Task prompt: Type out every entry again, character for character.

(Referring expression data)

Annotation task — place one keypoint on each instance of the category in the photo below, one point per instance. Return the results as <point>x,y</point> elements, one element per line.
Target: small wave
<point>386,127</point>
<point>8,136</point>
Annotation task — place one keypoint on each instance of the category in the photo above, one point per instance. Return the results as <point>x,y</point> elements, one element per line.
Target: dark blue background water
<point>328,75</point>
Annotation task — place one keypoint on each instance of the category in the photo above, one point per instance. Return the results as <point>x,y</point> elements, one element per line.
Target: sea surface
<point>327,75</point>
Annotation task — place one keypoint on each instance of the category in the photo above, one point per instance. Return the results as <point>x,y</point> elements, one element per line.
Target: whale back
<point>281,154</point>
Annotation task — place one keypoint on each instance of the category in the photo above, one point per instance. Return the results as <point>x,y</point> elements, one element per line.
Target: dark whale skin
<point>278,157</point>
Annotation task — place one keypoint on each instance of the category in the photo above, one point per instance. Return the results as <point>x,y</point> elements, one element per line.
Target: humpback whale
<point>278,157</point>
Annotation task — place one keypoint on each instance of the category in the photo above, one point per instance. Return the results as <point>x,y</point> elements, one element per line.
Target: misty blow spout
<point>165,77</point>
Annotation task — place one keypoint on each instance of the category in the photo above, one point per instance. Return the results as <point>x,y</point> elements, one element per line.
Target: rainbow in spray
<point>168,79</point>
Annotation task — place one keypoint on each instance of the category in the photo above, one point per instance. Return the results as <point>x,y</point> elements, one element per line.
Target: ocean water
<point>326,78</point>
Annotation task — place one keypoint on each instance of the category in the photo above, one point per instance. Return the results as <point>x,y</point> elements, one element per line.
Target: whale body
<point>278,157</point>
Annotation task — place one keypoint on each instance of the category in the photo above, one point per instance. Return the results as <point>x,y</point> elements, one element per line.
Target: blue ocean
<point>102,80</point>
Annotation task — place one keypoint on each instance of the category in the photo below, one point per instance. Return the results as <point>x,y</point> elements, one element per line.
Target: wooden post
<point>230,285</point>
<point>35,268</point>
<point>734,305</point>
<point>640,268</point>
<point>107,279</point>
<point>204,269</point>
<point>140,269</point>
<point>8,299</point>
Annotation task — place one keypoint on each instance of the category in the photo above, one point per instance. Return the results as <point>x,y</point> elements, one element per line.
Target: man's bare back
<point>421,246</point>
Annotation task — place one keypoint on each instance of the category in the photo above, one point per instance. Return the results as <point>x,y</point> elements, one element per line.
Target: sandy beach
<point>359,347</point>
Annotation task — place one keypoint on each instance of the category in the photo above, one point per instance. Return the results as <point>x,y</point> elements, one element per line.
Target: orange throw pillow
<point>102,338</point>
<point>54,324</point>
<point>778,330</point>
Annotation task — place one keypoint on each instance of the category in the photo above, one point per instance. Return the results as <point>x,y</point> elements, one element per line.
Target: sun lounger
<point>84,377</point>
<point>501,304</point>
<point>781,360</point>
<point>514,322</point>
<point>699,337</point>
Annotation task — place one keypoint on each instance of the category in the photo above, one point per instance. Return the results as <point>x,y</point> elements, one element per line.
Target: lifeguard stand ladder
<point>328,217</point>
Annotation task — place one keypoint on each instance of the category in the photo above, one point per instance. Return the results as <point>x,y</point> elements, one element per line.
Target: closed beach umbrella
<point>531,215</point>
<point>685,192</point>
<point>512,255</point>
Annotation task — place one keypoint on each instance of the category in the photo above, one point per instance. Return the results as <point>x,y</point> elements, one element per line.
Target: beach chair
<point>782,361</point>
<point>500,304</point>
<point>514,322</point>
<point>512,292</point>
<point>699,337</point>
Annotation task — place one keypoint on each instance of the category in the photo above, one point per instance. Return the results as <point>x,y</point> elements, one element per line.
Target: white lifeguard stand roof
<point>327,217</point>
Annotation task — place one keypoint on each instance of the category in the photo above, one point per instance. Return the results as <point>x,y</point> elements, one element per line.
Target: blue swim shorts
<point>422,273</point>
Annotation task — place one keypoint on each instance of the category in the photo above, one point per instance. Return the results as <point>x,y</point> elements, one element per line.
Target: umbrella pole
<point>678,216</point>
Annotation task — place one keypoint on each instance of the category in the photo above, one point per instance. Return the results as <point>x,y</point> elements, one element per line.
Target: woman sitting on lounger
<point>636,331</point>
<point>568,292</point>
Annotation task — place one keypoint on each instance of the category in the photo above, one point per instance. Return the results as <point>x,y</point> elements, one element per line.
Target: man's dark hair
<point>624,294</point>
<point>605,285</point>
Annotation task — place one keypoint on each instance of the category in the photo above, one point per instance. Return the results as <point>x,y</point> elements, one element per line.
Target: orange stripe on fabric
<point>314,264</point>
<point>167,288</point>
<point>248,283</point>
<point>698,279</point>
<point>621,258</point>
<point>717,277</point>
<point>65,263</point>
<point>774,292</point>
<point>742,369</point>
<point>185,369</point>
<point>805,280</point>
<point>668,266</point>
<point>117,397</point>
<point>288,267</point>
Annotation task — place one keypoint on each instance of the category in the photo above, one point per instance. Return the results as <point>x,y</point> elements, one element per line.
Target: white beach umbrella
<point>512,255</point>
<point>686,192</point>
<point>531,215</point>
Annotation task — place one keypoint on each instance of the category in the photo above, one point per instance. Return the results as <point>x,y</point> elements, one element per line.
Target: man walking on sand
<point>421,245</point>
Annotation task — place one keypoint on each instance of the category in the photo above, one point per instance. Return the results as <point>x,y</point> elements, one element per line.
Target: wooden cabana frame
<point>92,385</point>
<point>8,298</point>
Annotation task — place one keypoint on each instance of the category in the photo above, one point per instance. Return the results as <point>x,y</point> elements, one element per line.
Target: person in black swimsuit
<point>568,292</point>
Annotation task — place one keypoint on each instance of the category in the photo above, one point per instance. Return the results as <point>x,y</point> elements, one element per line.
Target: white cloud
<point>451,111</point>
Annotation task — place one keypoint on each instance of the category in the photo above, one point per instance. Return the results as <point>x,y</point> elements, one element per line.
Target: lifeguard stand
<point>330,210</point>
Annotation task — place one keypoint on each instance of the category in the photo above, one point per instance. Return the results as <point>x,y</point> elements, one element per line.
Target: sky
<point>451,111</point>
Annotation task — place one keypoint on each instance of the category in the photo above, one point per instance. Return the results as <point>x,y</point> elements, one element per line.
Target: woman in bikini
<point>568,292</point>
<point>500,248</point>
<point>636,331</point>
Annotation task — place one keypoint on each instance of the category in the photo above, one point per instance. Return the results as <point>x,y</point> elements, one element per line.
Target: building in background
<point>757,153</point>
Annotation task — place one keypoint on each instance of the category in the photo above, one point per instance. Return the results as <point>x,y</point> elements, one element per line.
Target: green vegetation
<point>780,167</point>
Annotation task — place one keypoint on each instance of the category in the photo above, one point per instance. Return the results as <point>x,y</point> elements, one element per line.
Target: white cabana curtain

Task response:
Annotation task — place one keypoint on each instance of the category in the photo below, one point per instance. Return the results as <point>x,y</point> elements, one element per line.
Target: small wave
<point>386,127</point>
<point>8,136</point>
Annotation task — place one keypoint on each instance of the category in the photo above, one point per instance. Return the results as <point>x,y</point> elements, one element per line.
Target: dark blue background water
<point>328,75</point>
Annotation task — place one keypoint on each instance of the category in the photo above, one point per instance. Return the results as <point>x,y</point> elements, one element per line.
Target: sea surface
<point>327,75</point>
Annotation task — place one keypoint on each instance of the category in the photo above, one point per instance. Return the results as <point>x,y</point> elements, one element per line.
Target: whale back
<point>281,154</point>
Annotation task — place one keypoint on each instance of the category in the photo above, one point per instance. Return the results as <point>x,y</point> elements, one element per line.
Target: dark whale skin
<point>278,157</point>
Annotation task — place one keypoint on each instance of the category in the photo above, one point per instance. Return the results as <point>x,y</point> elements, one element per line.
Target: humpback whale
<point>278,157</point>
Annotation task — place one keypoint on each instance of the category in the photo above, one point per instance. Return the results as <point>x,y</point> elements, one element per line.
Target: misty blow spout
<point>165,77</point>
Annotation task — place one keypoint on each instance of the category in the photo above, one point per instance. Return the results as <point>x,y</point> elements, one element per line.
Target: rainbow in spray
<point>168,79</point>
Annotation task — place one keypoint on each instance of the category in the photo above, one point per instance. Return the results as <point>x,y</point> elements, one element per line.
Target: ocean water
<point>326,78</point>
Annotation task — place one keypoint on each instance of the category in the photo above, one point per instance. Return the results as <point>x,y</point> elements, one element per line.
Target: whale body
<point>278,157</point>
Annotation task — place one keypoint on each instance of the category in the photo above, one point per instance. Return the results as <point>x,y</point> elements, one element per line.
Target: blue ocean
<point>102,80</point>
Annotation task — place one keypoint on each instance of the category in the photo below, one point per instance. Return the results as <point>x,y</point> elements, one element per line.
Target: wooden post
<point>230,285</point>
<point>35,268</point>
<point>734,305</point>
<point>640,268</point>
<point>107,279</point>
<point>204,269</point>
<point>140,269</point>
<point>8,299</point>
Annotation task — place one keypoint on each instance of the category in the photo above, one point per instance. Return the results as <point>x,y</point> elements, one element per line.
Target: man's bare back
<point>421,246</point>
Annotation task — place one keypoint on each instance of the category in the photo above, one point per instance. Return the results as <point>x,y</point> elements, one element per line.
Target: sandy beach
<point>359,347</point>
Annotation task — place one keypoint on each instance of the category in the photo above, one point per instance. Return the results as <point>x,y</point> elements, one element per line.
Target: orange throw pillow
<point>102,338</point>
<point>54,324</point>
<point>778,330</point>
Annotation task — place one keypoint on each instance of the category in the photo above, one point per instance. Return the results as <point>x,y</point> elements, one element per line.
Target: sun lounger
<point>84,377</point>
<point>501,304</point>
<point>781,360</point>
<point>514,322</point>
<point>699,337</point>
Annotation task — place one keypoint on each instance of the category in the photo above, one point per instance. Return the results as <point>x,y</point> elements, one element per line.
Target: lifeguard stand ladder
<point>328,217</point>
Annotation task — place one keypoint on each instance of the category in the photo above, one point per instance. Return the results as <point>x,y</point> elements, one element per line.
Target: closed beach umbrella
<point>531,215</point>
<point>685,192</point>
<point>512,255</point>
Annotation task — place one keypoint on each instance of the category in the photo above, one point per instance. Return the results as <point>x,y</point> elements, one element per line.
Target: beach chair
<point>782,361</point>
<point>500,304</point>
<point>514,322</point>
<point>512,292</point>
<point>699,337</point>
Annotation task — place one keypoint on each instance of the category in the photo above, one point per instance. Return the results as <point>x,y</point> elements, one element per line.
Target: white lifeguard stand roof
<point>327,217</point>
Annotation task — place one keypoint on each instance of the category in the photo above, one point per instance. Return the results as <point>x,y</point> elements, one element per line.
Target: blue swim shorts
<point>422,273</point>
Annotation task — place one keypoint on each instance of the category in the photo above, one point per instance. Return the results as <point>x,y</point> elements, one element per line.
Target: umbrella pole
<point>678,216</point>
Annotation task — place one keypoint on each instance of the category in the photo above, one point per instance. Return the results as <point>x,y</point> elements, one element per line.
Target: woman sitting on lounger
<point>636,331</point>
<point>568,292</point>
Annotation task — place one keypoint on each instance of the category in the photo above, one point per instance. Return the results as <point>x,y</point> elements, one element per line.
Target: man's dark hair
<point>624,294</point>
<point>605,285</point>
Annotation task — place one keypoint on each instance of the category in the photo above, one point per instance. Return the results as <point>x,y</point> elements, one element per line.
Target: orange stripe on fabric
<point>314,264</point>
<point>167,288</point>
<point>248,283</point>
<point>698,279</point>
<point>621,258</point>
<point>717,277</point>
<point>65,263</point>
<point>774,292</point>
<point>742,369</point>
<point>185,369</point>
<point>805,280</point>
<point>668,266</point>
<point>117,397</point>
<point>288,267</point>
Annotation task — place one keypoint on each instance of the category in the photo above, one point per instance. Return the results as <point>x,y</point> elements, one element per line.
Target: white beach umbrella
<point>512,255</point>
<point>686,192</point>
<point>531,215</point>
Annotation task — place one keypoint on each instance of the category in the photo above, one point per instance. Return the results as <point>x,y</point> elements, one element per line.
Target: man walking on sand
<point>421,245</point>
Annotation task — place one keypoint on each instance of the category in the photo above, one point per instance. Return the results as <point>x,y</point> elements, one element per line.
Target: wooden cabana frame
<point>92,385</point>
<point>8,298</point>
Annotation task — place one keypoint on each instance of the category in the photo above, one point per instance. Return the results as <point>x,y</point> elements, one element per line.
Target: person in black swimsuit
<point>568,292</point>
Annotation task — place one keypoint on each instance of the category in the photo above, one point per instance. Return the results as <point>x,y</point> elements, one element per line.
Target: white cloud
<point>451,111</point>
Annotation task — place one keypoint on each instance of the category in the photo above, one point per instance. Return the results as <point>x,y</point> elements, one element per line.
Target: lifeguard stand
<point>330,210</point>
Annotation task — place one keypoint on each instance of the category in the photo above, one point per instance. Return the results as <point>x,y</point> elements, one element per line.
Target: sky
<point>451,111</point>
Annotation task — place one keypoint on each instance of the category in the photo above, one point per instance. Return the results as <point>x,y</point> elements, one element per line.
Target: woman in bikini
<point>568,292</point>
<point>500,248</point>
<point>636,331</point>
Annotation task — place one keypoint on each instance of the category in the photo above, one point per instance. Return the results as <point>x,y</point> elements, one element per line.
Target: building in background
<point>757,153</point>
Annotation task — place one keypoint on each instance of the category in the photo above, one point per instance. Return the results as <point>x,y</point> elements, one element per line.
Target: green vegetation
<point>780,167</point>
Annotation task — place one keypoint on each instance of the category in the photo above, one point per instance. Return the results as <point>x,y</point> elements, one element per line.
Target: white cabana curtain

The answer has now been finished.